• _What is being asked_: Print exactly the lines from the line with "For every instance of the riverbank" to the last line of the data, please, both included.

• _Input_:
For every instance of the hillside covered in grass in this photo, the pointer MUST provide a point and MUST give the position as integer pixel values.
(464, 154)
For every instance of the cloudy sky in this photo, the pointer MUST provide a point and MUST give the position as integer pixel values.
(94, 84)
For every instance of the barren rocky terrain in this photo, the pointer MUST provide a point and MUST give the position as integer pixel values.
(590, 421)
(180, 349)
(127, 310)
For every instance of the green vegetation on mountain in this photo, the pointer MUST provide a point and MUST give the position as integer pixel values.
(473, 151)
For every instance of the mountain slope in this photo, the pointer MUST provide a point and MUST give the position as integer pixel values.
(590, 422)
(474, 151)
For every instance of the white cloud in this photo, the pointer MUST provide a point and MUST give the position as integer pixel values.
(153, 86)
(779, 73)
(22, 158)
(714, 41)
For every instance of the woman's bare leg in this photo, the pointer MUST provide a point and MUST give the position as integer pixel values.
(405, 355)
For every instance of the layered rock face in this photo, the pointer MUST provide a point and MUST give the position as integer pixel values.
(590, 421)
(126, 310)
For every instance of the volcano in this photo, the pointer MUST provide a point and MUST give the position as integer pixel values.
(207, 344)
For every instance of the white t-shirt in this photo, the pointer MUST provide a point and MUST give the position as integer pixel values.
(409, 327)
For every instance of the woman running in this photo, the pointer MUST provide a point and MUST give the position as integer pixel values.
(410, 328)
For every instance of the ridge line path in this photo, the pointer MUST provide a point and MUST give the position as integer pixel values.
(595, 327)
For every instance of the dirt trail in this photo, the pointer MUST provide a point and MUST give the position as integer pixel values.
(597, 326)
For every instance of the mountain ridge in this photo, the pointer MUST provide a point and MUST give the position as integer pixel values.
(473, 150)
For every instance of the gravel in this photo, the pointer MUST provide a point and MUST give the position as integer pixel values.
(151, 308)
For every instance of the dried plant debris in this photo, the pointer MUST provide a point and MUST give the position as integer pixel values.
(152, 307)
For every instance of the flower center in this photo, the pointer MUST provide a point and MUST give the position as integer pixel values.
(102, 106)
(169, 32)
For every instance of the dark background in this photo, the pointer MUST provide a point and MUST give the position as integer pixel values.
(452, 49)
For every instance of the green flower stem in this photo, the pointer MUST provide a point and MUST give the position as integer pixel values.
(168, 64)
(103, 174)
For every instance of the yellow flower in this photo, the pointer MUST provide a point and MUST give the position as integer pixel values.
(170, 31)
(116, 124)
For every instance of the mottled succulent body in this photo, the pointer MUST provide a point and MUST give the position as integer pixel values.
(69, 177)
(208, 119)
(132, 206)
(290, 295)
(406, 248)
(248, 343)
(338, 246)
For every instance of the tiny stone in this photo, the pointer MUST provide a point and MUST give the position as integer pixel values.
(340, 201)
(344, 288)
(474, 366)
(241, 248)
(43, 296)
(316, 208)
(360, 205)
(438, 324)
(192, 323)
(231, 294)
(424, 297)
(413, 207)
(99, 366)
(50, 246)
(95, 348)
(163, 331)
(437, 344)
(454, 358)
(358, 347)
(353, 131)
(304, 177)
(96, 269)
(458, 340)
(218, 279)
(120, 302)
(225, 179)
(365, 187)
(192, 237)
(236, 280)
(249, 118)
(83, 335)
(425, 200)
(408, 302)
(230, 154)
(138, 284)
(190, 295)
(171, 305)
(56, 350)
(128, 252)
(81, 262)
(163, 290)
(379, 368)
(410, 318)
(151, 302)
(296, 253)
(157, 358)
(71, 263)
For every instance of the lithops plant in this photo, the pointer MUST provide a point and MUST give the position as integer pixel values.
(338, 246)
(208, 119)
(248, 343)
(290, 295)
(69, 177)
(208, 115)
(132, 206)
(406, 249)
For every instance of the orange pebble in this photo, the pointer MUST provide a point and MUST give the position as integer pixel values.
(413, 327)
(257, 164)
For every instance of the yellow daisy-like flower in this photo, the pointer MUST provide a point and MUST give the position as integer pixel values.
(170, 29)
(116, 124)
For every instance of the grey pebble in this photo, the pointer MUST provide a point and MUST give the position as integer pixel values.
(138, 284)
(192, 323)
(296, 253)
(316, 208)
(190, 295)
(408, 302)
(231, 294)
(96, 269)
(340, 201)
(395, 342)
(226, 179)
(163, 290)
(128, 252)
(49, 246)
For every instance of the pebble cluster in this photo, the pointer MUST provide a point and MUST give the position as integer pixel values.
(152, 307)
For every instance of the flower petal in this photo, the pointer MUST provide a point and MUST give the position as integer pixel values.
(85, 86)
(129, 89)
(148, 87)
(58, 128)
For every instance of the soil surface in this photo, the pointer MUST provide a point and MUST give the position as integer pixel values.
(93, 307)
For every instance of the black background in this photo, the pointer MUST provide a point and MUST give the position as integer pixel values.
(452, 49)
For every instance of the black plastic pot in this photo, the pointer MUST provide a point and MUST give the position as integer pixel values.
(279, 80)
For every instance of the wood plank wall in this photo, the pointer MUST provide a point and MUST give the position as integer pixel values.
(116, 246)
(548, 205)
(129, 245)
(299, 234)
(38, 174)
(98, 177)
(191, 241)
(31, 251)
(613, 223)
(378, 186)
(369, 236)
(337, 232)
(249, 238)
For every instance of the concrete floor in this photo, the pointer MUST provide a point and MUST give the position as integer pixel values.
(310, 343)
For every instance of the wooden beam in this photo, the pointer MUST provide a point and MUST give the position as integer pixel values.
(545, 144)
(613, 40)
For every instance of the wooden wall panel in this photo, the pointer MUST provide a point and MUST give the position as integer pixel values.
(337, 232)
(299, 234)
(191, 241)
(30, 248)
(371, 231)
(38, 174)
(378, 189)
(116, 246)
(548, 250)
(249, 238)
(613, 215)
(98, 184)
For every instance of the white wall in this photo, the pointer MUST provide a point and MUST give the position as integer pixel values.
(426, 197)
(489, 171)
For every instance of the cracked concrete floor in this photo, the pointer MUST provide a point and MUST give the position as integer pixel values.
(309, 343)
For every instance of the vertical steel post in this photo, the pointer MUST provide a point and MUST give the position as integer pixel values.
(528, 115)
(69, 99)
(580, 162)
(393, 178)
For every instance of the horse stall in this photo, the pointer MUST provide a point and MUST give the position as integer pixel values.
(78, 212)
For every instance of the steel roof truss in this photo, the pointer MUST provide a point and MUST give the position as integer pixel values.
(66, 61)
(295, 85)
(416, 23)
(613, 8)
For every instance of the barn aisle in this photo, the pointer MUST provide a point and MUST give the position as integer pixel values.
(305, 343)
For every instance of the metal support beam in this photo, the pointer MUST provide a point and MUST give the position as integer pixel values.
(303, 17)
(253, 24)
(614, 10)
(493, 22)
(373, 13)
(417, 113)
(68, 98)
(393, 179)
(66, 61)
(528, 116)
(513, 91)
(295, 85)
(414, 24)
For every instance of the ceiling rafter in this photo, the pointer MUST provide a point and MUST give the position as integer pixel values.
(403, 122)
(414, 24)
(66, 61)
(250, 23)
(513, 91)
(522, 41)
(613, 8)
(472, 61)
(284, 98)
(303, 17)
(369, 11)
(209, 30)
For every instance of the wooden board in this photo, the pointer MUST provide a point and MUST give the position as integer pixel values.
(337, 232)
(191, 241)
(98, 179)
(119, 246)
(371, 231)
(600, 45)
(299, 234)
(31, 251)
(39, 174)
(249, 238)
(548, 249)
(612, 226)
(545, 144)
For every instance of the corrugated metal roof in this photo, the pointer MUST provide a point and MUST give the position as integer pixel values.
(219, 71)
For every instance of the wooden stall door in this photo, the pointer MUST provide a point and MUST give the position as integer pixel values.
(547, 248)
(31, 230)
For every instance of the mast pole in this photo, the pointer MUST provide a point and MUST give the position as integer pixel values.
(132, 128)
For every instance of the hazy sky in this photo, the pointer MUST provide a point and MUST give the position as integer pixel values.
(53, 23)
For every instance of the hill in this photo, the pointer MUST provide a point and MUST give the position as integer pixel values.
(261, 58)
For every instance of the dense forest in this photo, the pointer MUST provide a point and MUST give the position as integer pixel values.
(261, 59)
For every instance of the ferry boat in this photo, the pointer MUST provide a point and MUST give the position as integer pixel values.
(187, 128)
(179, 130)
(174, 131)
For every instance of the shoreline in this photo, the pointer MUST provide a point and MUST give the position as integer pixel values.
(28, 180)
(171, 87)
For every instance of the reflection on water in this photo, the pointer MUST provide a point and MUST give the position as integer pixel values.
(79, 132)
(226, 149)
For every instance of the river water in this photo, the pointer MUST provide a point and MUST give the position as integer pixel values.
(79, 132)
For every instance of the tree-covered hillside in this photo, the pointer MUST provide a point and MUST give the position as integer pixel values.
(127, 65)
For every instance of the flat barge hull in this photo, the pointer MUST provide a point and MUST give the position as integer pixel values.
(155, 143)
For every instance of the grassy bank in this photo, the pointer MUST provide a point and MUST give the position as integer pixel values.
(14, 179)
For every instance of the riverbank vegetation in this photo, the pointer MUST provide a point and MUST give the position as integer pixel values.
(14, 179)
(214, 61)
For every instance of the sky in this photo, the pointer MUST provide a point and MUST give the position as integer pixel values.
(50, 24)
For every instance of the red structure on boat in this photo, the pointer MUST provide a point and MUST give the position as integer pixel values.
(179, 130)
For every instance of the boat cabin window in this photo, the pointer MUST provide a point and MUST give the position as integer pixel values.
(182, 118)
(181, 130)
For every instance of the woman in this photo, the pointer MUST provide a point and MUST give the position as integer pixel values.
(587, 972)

• _Solution to this problem_:
For every instance of the riverbank vegetation in this photo, the pointer MUST provide a point and MUST give the position as integer pixel values.
(14, 179)
(214, 61)
For every instance of the sky in this photo, the pointer MUST provide a point and MUST give the position as integer pixel values.
(50, 24)
For every instance of the red structure on boat in this photo, the pointer MUST provide a point and MUST give the position as integer pixel values.
(179, 130)
For every instance of the boat cabin window in this photo, the pointer MUST provide a point and MUST give the position as integer pixel values.
(182, 118)
(181, 130)
For every instance of the woman in this photo, the pointer MUST provide a point and MUST give the position as integer pixel values.
(587, 972)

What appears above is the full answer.